Nunca, ni aun en sus momentos de más feliz actuación, dejó Macanaz de comportarse como un hombre marcado por los estertores de este siglo XVII, ni fue capaz de despegar de él sus raíces.
Melchor Rafael de Macanaz nació el 31 de enero de 1670 en la ciudad de Hellín, reino de Murcia, obispado de Cartagena, «de una familia noble» –nos dice él– , y fue el cuarto de siete hermanos.
En un papel que escribió para salir del paso a las sospechas de ascendencia judía que en 1716 se le imputaron, habla de sus antepasados, algunos de ellos valientes capitanes, como Damián Macanaz, que asistió a la batalla de Lepanto, y Ginés Macanaz, defensor de Tarragona en 1641. Se remonta por línea paterna, en busca de lustre para su linaje, hasta la decimocuarta generación, y al hablar de un lejano don Alonso, del cual encomia con orgullo el que dejase su casa para servir al rey Ramiro II, alude a esta casa y solar de los Macanaz y dice que se encontraba entre Oñate y Vergara, «adonde por algunos siglos tuvieron su asiento y conservaron el palacio con su foso barbacano, puente levadizo y otros honores propios de los ricos homes de los reinos de León y Asturias y llevaron y hoy conservan por sus armas una sierpe con ondas de agua, y éstas fueron las primeras armas, y a ellas añadieron después un manzano con su fruta y la sierpe y ondas de agua quedaron en inferior lugar, aunque en un mismo cuartel, que después sus descendientes por los matrimonios las han aumentado en los ocho cuarteles que hoy llevan»1.
En algunos otros lugares vuelve a hablar de este escudo y en una ocasión lo llega a usar, pero conjeturo que no debía de ser muy auténtica esta genealogía, porque no se apoya en ella con la frecuencia ni la arrogancia que cabrían esperar de su amor propio a lo largo de su correspondencia desde el destierro, tan prolífera y tan teñida de la necesidad de abogar en defensa propia a que su desgracia siempre lo redujo.
Macanaz era extremadamente sensible a las manifestaciones y signos de linaje. Este ideal aristocrático imperaba a principios del siglo XVIII. Un viajero francés del tiempo hace el siguiente comentario: «No existe ni un triste aldeano que no traiga siempre su genealogía en ristre y que no se esfuerce por convencer a todo el mundo de que desciende en línea recta de uno de los godos que ayudaron a Pelayo a echar a los moros de Castilla la Vieja»2.
○ ○ ○ ○ ○
## Consigna escrita 1
Responde según el texto sobre Macanaz:
(a) ¿En qué fecha y en qué ciudad nació Melchor Rafael de Macanaz?
(b) ¿Qué plaza defendió Ginés Macanaz y en qué año?
(c) Según el viajero francés, ¿de quién se esforzaba todo aldeano por demostrar que descendía?
## Consigna escrita 2
Copia el pasaje del texto sobre Macanaz que va desde "Melchor Rafael de" hasta "de siete hermanos.", este último incluido, y cambia el nombre "Hellín" por "Chinchilla".
Las entradas no guardan ninguna relación con el texto sobre Macanaz.
○ ○ ○ ○ ○
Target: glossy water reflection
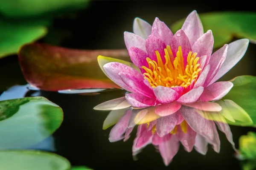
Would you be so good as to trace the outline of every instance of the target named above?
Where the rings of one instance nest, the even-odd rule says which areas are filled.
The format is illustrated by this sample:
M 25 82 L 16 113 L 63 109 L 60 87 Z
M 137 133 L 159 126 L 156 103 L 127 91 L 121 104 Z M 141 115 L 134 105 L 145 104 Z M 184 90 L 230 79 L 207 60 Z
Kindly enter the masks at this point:
M 106 127 L 125 112 L 111 129 L 110 141 L 127 141 L 135 125 L 139 125 L 134 140 L 133 155 L 135 156 L 146 145 L 152 144 L 159 151 L 165 164 L 168 165 L 178 152 L 180 142 L 188 152 L 194 147 L 198 153 L 205 155 L 209 143 L 216 152 L 219 153 L 220 141 L 217 125 L 236 150 L 232 132 L 224 119 L 213 121 L 202 116 L 197 111 L 198 109 L 185 106 L 169 116 L 159 116 L 163 112 L 169 112 L 172 106 L 167 104 L 141 109 L 129 108 L 119 110 L 119 112 L 116 110 L 115 113 L 111 113 L 105 123 L 111 123 L 105 125 Z

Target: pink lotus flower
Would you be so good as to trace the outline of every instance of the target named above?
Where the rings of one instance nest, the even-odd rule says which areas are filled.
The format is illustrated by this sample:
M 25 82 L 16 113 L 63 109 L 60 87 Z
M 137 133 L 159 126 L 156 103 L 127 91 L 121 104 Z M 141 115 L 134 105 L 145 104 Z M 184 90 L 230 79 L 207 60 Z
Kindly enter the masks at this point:
M 132 147 L 134 156 L 146 146 L 152 144 L 159 150 L 164 163 L 167 166 L 177 153 L 180 142 L 188 152 L 195 148 L 198 153 L 205 155 L 209 143 L 216 152 L 219 153 L 220 141 L 215 124 L 225 134 L 236 150 L 230 128 L 224 121 L 215 121 L 215 123 L 214 121 L 201 116 L 196 109 L 186 106 L 182 106 L 175 113 L 158 118 L 152 114 L 152 112 L 154 111 L 154 107 L 142 110 L 127 110 L 111 129 L 109 134 L 110 142 L 122 139 L 126 141 L 136 123 L 140 124 L 139 122 L 147 117 L 144 120 L 151 121 L 138 126 Z
M 213 103 L 209 101 L 221 99 L 233 86 L 230 82 L 215 82 L 240 60 L 249 43 L 248 39 L 238 40 L 212 54 L 212 31 L 204 34 L 195 11 L 174 35 L 158 18 L 152 26 L 135 18 L 134 32 L 125 32 L 124 38 L 137 68 L 128 65 L 131 63 L 111 62 L 104 65 L 103 71 L 130 92 L 125 99 L 133 108 L 171 103 L 172 109 L 161 116 L 175 113 L 182 105 L 196 108 L 203 105 L 204 110 L 212 111 Z

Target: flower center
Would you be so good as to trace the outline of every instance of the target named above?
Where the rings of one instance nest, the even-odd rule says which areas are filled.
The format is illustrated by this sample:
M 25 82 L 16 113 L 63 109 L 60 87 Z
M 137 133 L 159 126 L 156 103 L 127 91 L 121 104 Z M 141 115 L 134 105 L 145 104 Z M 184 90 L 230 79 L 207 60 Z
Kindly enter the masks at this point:
M 149 125 L 149 123 L 148 123 L 147 124 L 147 128 L 148 128 Z M 188 124 L 186 122 L 186 121 L 183 120 L 183 122 L 181 122 L 180 125 L 176 125 L 173 130 L 172 130 L 170 133 L 172 134 L 173 135 L 175 135 L 177 133 L 177 129 L 178 128 L 178 126 L 180 126 L 180 128 L 181 128 L 181 130 L 184 133 L 186 133 L 187 129 L 188 129 Z M 153 134 L 154 134 L 156 131 L 157 130 L 157 126 L 156 125 L 155 125 L 153 128 L 152 128 L 152 130 L 151 131 L 152 131 L 152 133 Z
M 170 45 L 164 49 L 166 60 L 164 64 L 158 51 L 156 51 L 157 62 L 148 57 L 146 60 L 148 66 L 142 66 L 146 73 L 143 74 L 144 79 L 147 79 L 152 87 L 155 88 L 158 85 L 167 87 L 177 86 L 187 88 L 192 81 L 196 81 L 198 74 L 202 69 L 198 64 L 199 57 L 196 57 L 197 53 L 192 54 L 190 51 L 187 57 L 187 64 L 184 67 L 184 59 L 182 55 L 181 46 L 179 46 L 176 57 L 174 58 Z

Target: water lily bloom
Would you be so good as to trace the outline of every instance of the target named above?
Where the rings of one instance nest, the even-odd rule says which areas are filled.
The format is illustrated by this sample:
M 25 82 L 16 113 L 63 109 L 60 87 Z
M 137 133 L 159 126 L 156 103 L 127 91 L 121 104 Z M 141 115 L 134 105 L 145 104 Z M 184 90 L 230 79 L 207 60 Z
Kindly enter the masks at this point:
M 175 113 L 155 119 L 151 113 L 149 113 L 155 111 L 154 108 L 140 109 L 140 113 L 135 109 L 126 110 L 111 130 L 110 141 L 113 142 L 122 139 L 126 141 L 135 125 L 139 124 L 134 141 L 133 155 L 136 155 L 146 145 L 152 144 L 159 150 L 164 163 L 167 166 L 177 153 L 180 142 L 188 152 L 195 148 L 198 153 L 205 155 L 209 143 L 219 153 L 220 141 L 216 124 L 235 149 L 230 127 L 224 122 L 215 121 L 215 123 L 201 116 L 196 109 L 186 106 L 182 106 Z M 168 107 L 165 108 L 168 110 Z M 142 115 L 142 113 L 146 114 Z M 139 123 L 143 119 L 143 123 Z M 150 122 L 145 123 L 147 120 Z
M 215 82 L 240 60 L 249 43 L 239 40 L 212 54 L 212 31 L 204 33 L 195 11 L 174 34 L 157 17 L 152 26 L 135 18 L 134 32 L 125 32 L 124 39 L 136 66 L 111 62 L 103 65 L 103 71 L 130 92 L 125 99 L 133 108 L 172 104 L 172 109 L 161 116 L 175 113 L 182 105 L 211 111 L 209 101 L 221 99 L 233 86 L 230 82 Z

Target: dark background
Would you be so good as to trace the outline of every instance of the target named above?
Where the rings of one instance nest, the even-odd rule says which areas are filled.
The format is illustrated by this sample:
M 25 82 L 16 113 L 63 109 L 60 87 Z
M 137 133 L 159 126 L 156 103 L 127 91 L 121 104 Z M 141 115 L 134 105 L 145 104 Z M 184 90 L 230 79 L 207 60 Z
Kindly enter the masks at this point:
M 140 17 L 152 24 L 158 17 L 168 26 L 186 17 L 192 11 L 201 13 L 217 11 L 254 11 L 249 1 L 126 0 L 92 1 L 86 9 L 54 21 L 52 33 L 69 32 L 59 45 L 78 49 L 125 48 L 125 31 L 132 31 L 133 20 Z M 205 30 L 206 32 L 207 30 Z M 39 41 L 48 42 L 46 38 Z M 256 45 L 250 43 L 246 55 L 222 80 L 242 75 L 256 76 L 255 66 Z M 15 84 L 25 84 L 17 56 L 0 60 L 0 87 L 7 88 Z M 239 170 L 240 162 L 234 157 L 234 151 L 225 136 L 219 133 L 221 151 L 215 153 L 209 146 L 206 156 L 195 150 L 190 153 L 180 147 L 172 162 L 166 167 L 159 153 L 152 145 L 147 146 L 134 161 L 131 148 L 135 130 L 126 142 L 110 143 L 111 128 L 102 130 L 108 111 L 94 110 L 93 107 L 103 102 L 122 96 L 121 90 L 102 93 L 95 96 L 64 94 L 42 91 L 41 95 L 59 105 L 64 112 L 64 121 L 53 134 L 56 153 L 68 159 L 73 165 L 86 165 L 94 170 L 172 169 Z M 29 95 L 29 94 L 28 94 Z M 234 141 L 252 128 L 230 126 Z

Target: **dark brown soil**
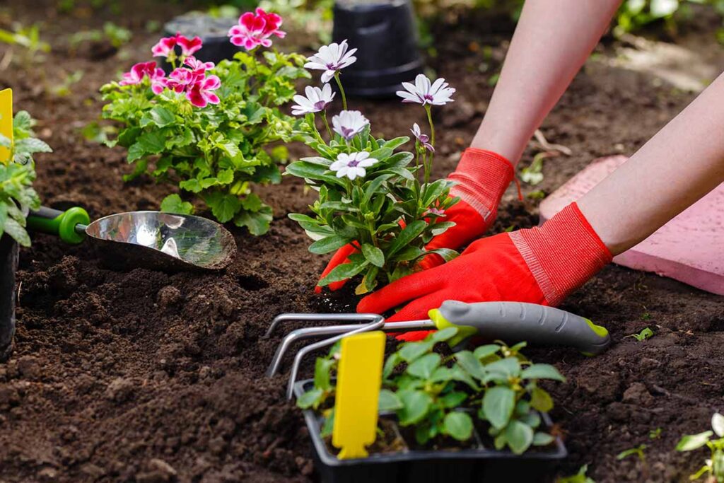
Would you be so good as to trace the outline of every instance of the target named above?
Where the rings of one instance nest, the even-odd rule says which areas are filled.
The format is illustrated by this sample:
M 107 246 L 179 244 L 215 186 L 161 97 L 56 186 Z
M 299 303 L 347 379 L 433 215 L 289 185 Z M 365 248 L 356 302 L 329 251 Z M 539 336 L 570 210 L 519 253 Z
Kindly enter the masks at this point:
M 92 217 L 157 208 L 168 187 L 148 178 L 124 184 L 121 175 L 130 169 L 122 151 L 88 142 L 79 130 L 98 117 L 98 88 L 148 58 L 156 35 L 146 33 L 146 21 L 183 8 L 130 1 L 119 2 L 127 17 L 104 10 L 59 16 L 54 3 L 12 1 L 0 14 L 2 26 L 44 22 L 43 35 L 55 48 L 43 63 L 0 71 L 0 86 L 14 89 L 17 108 L 40 119 L 38 132 L 55 149 L 38 160 L 44 203 L 81 205 Z M 111 19 L 135 33 L 121 54 L 104 56 L 108 49 L 98 48 L 74 56 L 64 46 L 79 26 Z M 431 60 L 458 93 L 437 113 L 439 175 L 453 167 L 481 119 L 489 78 L 509 35 L 479 28 L 470 16 L 460 19 L 438 28 L 439 54 Z M 717 26 L 706 17 L 678 40 L 720 67 Z M 479 47 L 485 45 L 493 47 L 490 59 Z M 599 54 L 613 55 L 607 46 Z M 76 70 L 85 75 L 72 95 L 46 93 L 44 85 Z M 550 193 L 597 156 L 632 153 L 691 98 L 647 75 L 589 62 L 544 124 L 548 139 L 573 154 L 546 161 L 540 188 Z M 423 120 L 420 109 L 397 101 L 355 106 L 375 133 L 388 135 Z M 286 218 L 303 211 L 311 196 L 291 179 L 263 191 L 275 209 L 271 231 L 254 238 L 232 229 L 238 256 L 220 274 L 114 272 L 87 246 L 34 238 L 21 257 L 14 355 L 0 365 L 0 481 L 309 480 L 300 414 L 285 400 L 284 377 L 264 375 L 279 335 L 261 336 L 278 314 L 338 304 L 313 295 L 326 259 L 307 252 L 308 240 Z M 511 189 L 495 230 L 534 224 L 534 204 L 517 201 Z M 704 455 L 677 453 L 676 441 L 706 429 L 712 411 L 724 406 L 724 299 L 612 266 L 564 308 L 606 325 L 614 343 L 594 358 L 562 349 L 528 352 L 568 378 L 550 387 L 552 416 L 571 451 L 560 474 L 588 463 L 599 483 L 684 481 Z M 645 327 L 655 332 L 649 340 L 624 338 Z M 657 427 L 660 437 L 649 439 Z M 615 459 L 641 443 L 648 446 L 645 463 Z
○ ○ ○ ○ ○
## Respuesta final 1
(a) El 31 de enero de 1670, en la ciudad de Hellín.
(b) Tarragona, en 1641.
(c) De uno de los godos que ayudaron a Pelayo a echar a los moros de Castilla la Vieja.

## Respuesta final 2
Melchor Rafael de Macanaz nació el 31 de enero de 1670 en la ciudad de Chinchilla, reino de Murcia, obispado de Cartagena, «de una familia noble» –nos dice él– , y fue el cuarto de siete hermanos.